▶ _Objective_
Write out only the stretch of the records from the line containing "target: **sky**" through the end of the records, unchanged. Leave the pictures out of your answer.

(Records excerpted from a collection)
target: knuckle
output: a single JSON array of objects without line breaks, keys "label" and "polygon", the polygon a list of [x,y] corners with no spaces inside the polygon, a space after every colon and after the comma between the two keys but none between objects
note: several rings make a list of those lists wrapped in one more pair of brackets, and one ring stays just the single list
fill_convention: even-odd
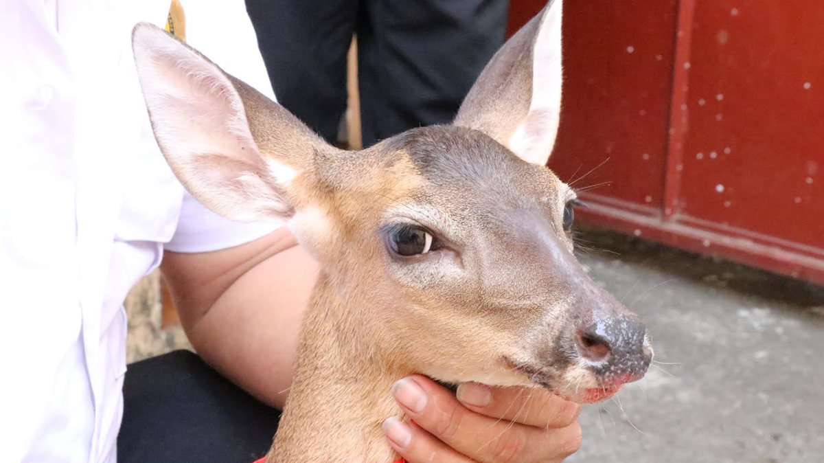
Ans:
[{"label": "knuckle", "polygon": [[495,463],[514,463],[522,461],[526,439],[522,433],[505,433],[489,443],[490,461]]},{"label": "knuckle", "polygon": [[569,456],[576,451],[581,450],[581,444],[583,442],[583,435],[581,433],[581,425],[578,423],[569,426],[569,436],[561,446],[561,453],[564,457]]},{"label": "knuckle", "polygon": [[578,411],[577,404],[565,402],[558,409],[558,414],[553,421],[558,428],[566,428],[578,420]]},{"label": "knuckle", "polygon": [[458,433],[458,429],[461,428],[461,422],[463,419],[463,414],[461,413],[458,407],[456,406],[447,406],[438,407],[438,413],[433,424],[433,429],[436,436],[438,436],[442,439],[452,439]]}]

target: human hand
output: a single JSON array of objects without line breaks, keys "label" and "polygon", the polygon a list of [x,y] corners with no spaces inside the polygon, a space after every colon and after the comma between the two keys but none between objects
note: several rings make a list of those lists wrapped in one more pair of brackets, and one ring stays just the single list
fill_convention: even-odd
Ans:
[{"label": "human hand", "polygon": [[466,383],[456,397],[416,375],[392,393],[412,421],[383,429],[408,463],[558,463],[581,447],[581,406],[545,389]]}]

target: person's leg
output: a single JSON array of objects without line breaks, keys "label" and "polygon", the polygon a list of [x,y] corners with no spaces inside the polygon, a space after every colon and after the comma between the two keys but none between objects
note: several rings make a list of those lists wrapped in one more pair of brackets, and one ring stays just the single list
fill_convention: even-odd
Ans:
[{"label": "person's leg", "polygon": [[503,44],[508,0],[364,0],[358,30],[363,146],[452,120]]},{"label": "person's leg", "polygon": [[252,463],[279,418],[196,354],[175,351],[129,366],[118,461]]},{"label": "person's leg", "polygon": [[246,0],[278,102],[330,143],[346,109],[357,0]]}]

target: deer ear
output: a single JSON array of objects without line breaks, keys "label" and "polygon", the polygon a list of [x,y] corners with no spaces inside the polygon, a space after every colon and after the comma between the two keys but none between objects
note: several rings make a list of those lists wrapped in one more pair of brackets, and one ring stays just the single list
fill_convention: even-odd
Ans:
[{"label": "deer ear", "polygon": [[192,195],[235,221],[289,218],[290,182],[325,143],[153,25],[134,27],[132,48],[155,138]]},{"label": "deer ear", "polygon": [[454,124],[480,130],[527,162],[545,165],[561,104],[562,0],[550,0],[498,50]]}]

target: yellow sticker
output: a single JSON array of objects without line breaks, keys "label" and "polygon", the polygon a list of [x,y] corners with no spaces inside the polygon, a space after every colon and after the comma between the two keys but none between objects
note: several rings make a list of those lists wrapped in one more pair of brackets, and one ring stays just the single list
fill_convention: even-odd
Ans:
[{"label": "yellow sticker", "polygon": [[169,16],[166,20],[166,30],[178,39],[186,41],[186,16],[180,0],[171,0]]}]

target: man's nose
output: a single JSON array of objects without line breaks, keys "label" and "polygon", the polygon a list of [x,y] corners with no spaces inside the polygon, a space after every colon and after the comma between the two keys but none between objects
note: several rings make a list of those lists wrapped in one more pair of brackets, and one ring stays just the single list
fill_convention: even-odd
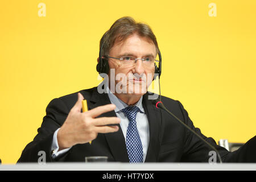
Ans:
[{"label": "man's nose", "polygon": [[143,64],[143,63],[141,59],[138,59],[135,61],[134,68],[135,73],[138,73],[139,75],[141,75],[144,73],[144,69]]}]

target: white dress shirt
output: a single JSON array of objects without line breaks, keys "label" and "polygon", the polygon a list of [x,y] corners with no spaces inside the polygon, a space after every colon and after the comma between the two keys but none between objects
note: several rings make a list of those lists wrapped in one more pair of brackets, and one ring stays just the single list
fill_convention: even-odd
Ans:
[{"label": "white dress shirt", "polygon": [[[113,94],[108,87],[106,89],[108,95],[112,104],[114,104],[116,107],[114,110],[117,117],[121,119],[120,126],[123,134],[125,140],[126,140],[126,132],[128,127],[129,121],[125,116],[125,114],[122,112],[121,110],[127,107],[128,105],[118,99],[114,94]],[[139,136],[142,143],[143,150],[143,162],[145,161],[146,156],[147,155],[147,148],[149,143],[149,127],[147,118],[144,111],[142,106],[142,96],[139,100],[134,105],[134,106],[139,107],[139,111],[136,115],[136,121],[137,123],[137,129]],[[52,157],[55,158],[58,155],[67,152],[71,147],[65,148],[61,151],[59,151],[59,145],[57,139],[57,134],[59,129],[55,131],[53,135],[52,140],[51,151],[52,151]]]}]

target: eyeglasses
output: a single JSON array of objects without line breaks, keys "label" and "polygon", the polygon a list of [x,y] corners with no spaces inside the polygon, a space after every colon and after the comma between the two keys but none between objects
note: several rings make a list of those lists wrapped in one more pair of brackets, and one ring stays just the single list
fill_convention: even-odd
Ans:
[{"label": "eyeglasses", "polygon": [[112,58],[115,59],[118,59],[120,61],[122,65],[124,66],[132,66],[133,65],[137,60],[141,60],[143,65],[145,66],[150,67],[154,65],[155,62],[158,63],[159,61],[155,59],[152,57],[145,57],[142,58],[136,58],[134,56],[121,56],[120,58],[114,57],[109,56],[105,56],[105,57],[108,58]]}]

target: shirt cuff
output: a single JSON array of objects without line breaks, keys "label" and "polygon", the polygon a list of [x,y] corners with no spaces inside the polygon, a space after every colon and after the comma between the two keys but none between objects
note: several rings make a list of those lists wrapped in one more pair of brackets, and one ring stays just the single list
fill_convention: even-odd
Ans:
[{"label": "shirt cuff", "polygon": [[55,159],[61,154],[67,152],[72,147],[59,151],[59,147],[58,144],[58,140],[57,139],[57,134],[58,131],[60,128],[55,131],[53,134],[53,138],[52,139],[52,147],[51,147],[51,155],[52,159]]}]

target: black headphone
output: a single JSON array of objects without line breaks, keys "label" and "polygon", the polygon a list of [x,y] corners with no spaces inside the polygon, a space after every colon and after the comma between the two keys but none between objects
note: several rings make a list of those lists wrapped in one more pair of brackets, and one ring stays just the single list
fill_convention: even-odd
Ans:
[{"label": "black headphone", "polygon": [[[103,45],[104,45],[104,42],[101,45],[101,48],[100,49],[100,53],[98,56],[100,60],[98,64],[97,64],[96,69],[97,71],[100,74],[100,73],[108,74],[109,70],[109,63],[108,62],[108,59],[105,57],[102,58],[102,55],[101,55],[101,51],[103,47]],[[162,72],[162,56],[160,51],[159,51],[158,52],[158,56],[159,57],[159,67],[158,67],[157,65],[155,64],[155,73],[158,74],[158,77],[160,78],[160,76],[161,75]]]}]

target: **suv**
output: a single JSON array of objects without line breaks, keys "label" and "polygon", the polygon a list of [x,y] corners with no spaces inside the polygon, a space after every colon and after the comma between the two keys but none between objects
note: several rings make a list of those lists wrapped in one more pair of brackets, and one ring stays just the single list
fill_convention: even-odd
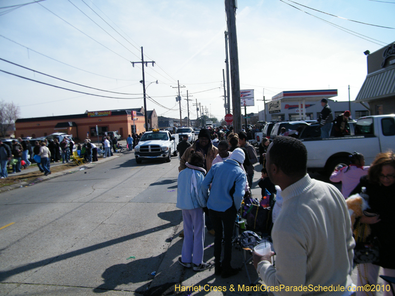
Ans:
[{"label": "suv", "polygon": [[114,136],[114,138],[116,138],[118,141],[120,141],[120,135],[117,132],[107,132],[107,135],[111,137],[111,135]]}]

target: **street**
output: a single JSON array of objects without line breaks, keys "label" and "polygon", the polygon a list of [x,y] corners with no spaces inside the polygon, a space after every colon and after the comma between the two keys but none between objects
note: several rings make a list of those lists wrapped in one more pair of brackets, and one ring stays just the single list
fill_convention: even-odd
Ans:
[{"label": "street", "polygon": [[[178,157],[137,164],[133,152],[119,155],[0,193],[0,227],[8,225],[0,228],[0,295],[171,295],[179,284],[207,285],[198,295],[262,295],[230,291],[249,286],[239,250],[232,264],[243,269],[228,279],[214,276],[213,268],[196,273],[177,262],[183,242]],[[260,194],[261,166],[253,195]],[[213,241],[206,233],[205,260],[213,259]]]}]

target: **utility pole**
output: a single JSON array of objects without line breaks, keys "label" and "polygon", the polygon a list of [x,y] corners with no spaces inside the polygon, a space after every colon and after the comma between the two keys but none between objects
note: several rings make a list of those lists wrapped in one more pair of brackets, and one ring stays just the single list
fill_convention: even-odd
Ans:
[{"label": "utility pole", "polygon": [[229,54],[232,80],[232,101],[233,107],[234,132],[241,131],[241,106],[240,100],[240,77],[238,71],[237,37],[235,0],[225,0],[227,24],[229,35]]},{"label": "utility pole", "polygon": [[[183,97],[185,97],[185,96],[183,96]],[[192,97],[193,96],[191,96]],[[191,125],[189,123],[189,101],[193,101],[192,100],[189,99],[189,97],[188,97],[188,91],[187,90],[187,107],[188,110],[188,126],[191,126]]]},{"label": "utility pole", "polygon": [[155,63],[153,61],[150,62],[144,62],[144,56],[143,54],[143,46],[141,46],[141,62],[130,62],[134,67],[135,64],[141,63],[143,68],[143,93],[144,97],[144,119],[145,120],[145,131],[149,131],[150,129],[148,128],[148,118],[147,117],[147,101],[146,99],[145,95],[145,78],[144,76],[144,63],[145,63],[146,67],[148,67],[149,63],[152,63],[152,66],[154,67],[154,64]]},{"label": "utility pole", "polygon": [[228,100],[226,101],[226,103],[227,103],[227,114],[228,113],[231,112],[231,86],[229,82],[229,80],[230,80],[229,76],[229,61],[228,58],[228,32],[226,31],[225,31],[225,50],[226,51],[226,59],[225,60],[225,63],[226,63],[226,85],[227,90],[228,91],[228,95],[227,96]]},{"label": "utility pole", "polygon": [[224,99],[225,100],[225,103],[224,107],[225,108],[225,115],[228,114],[228,108],[227,108],[226,104],[226,88],[225,87],[225,73],[224,69],[222,69],[222,76],[224,77]]},{"label": "utility pole", "polygon": [[[183,85],[182,86],[180,86],[180,81],[177,80],[177,82],[178,83],[178,103],[180,104],[180,126],[182,126],[182,116],[181,116],[181,97],[180,96],[180,87],[185,87],[185,85]],[[177,88],[177,87],[174,87],[174,86],[172,86],[173,88]]]}]

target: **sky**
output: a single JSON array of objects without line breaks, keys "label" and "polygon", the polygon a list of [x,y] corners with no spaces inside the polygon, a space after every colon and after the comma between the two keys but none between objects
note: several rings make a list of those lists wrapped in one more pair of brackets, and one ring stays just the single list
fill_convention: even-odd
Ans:
[{"label": "sky", "polygon": [[[333,99],[348,101],[350,85],[353,101],[363,52],[395,41],[383,28],[395,28],[395,0],[237,3],[240,89],[254,90],[248,113],[283,91],[337,89]],[[155,62],[144,67],[147,110],[179,118],[179,81],[183,118],[188,92],[191,119],[197,102],[221,119],[226,28],[223,0],[0,0],[0,101],[21,118],[140,108],[141,64],[131,62],[142,46]]]}]

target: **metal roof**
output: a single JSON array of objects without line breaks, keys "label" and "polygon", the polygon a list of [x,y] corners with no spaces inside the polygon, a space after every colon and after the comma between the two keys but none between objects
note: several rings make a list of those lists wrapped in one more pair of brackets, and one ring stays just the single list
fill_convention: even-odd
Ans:
[{"label": "metal roof", "polygon": [[366,76],[356,102],[369,102],[395,95],[395,67]]}]

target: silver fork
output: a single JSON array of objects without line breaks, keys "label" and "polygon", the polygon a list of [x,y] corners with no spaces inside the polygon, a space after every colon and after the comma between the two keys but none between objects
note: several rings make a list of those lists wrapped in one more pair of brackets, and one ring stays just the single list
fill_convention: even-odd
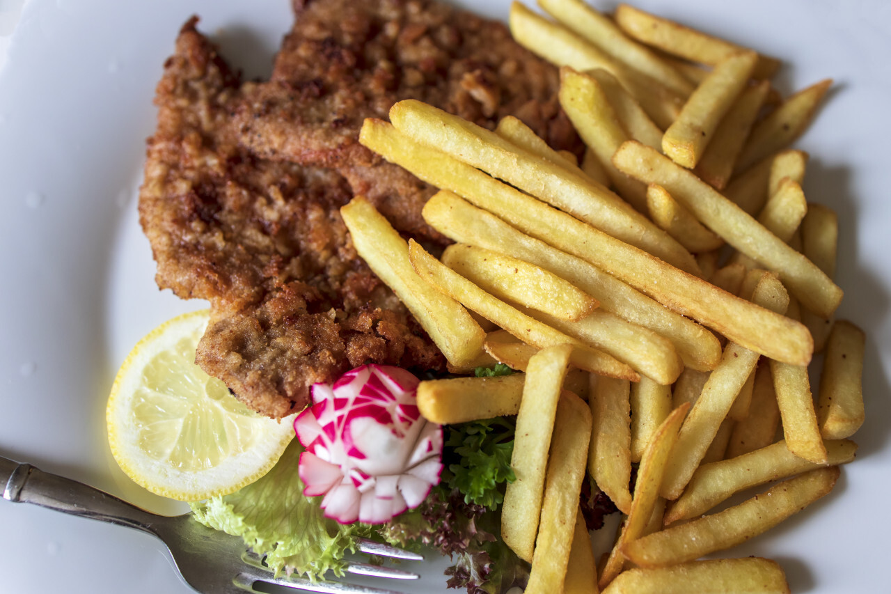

▶ _Response_
target: **sky**
output: a single JSON array of objects without line breaks, keys "label" and "polygon", the polygon a list of [x,y] corners with no spaces inside the polygon, a space after every colon and after the comma between the two keys but none between objects
note: several rings make a list of those lists wrapped in one more pair of brackets, and one ring stays just the single list
fill_convention: even-odd
Ans:
[{"label": "sky", "polygon": [[[333,99],[348,101],[350,85],[353,101],[363,52],[395,41],[383,28],[395,28],[395,0],[237,3],[240,89],[254,90],[248,113],[283,91],[337,89]],[[155,62],[144,67],[147,110],[179,118],[179,81],[183,118],[188,92],[191,119],[197,102],[221,119],[226,28],[223,0],[0,0],[0,101],[21,118],[140,108],[141,64],[131,62],[142,46]]]}]

target: **metal roof**
output: a single JSON array of objects without line breaks, keys "label" and "polygon", the polygon a list of [x,y] corners with no spaces inside the polygon, a space after every colon and after the comma between the two keys but none between objects
note: several rings make a list of those lists wrapped in one more pair of brackets, and one ring stays just the single list
fill_convention: even-odd
Ans:
[{"label": "metal roof", "polygon": [[366,76],[356,102],[369,102],[395,95],[395,67]]}]

target: silver fork
output: a single JSON array of objects without line breaks, keys "label" and "polygon", the polygon a list of [x,y] corners with no spaces inside the polygon, a space after every colon and after the comma between the two keys but none between objects
note: several rings make a list of those lists wrapped in one more pair of brackets, and one ring stays just the single list
fill_convention: even-odd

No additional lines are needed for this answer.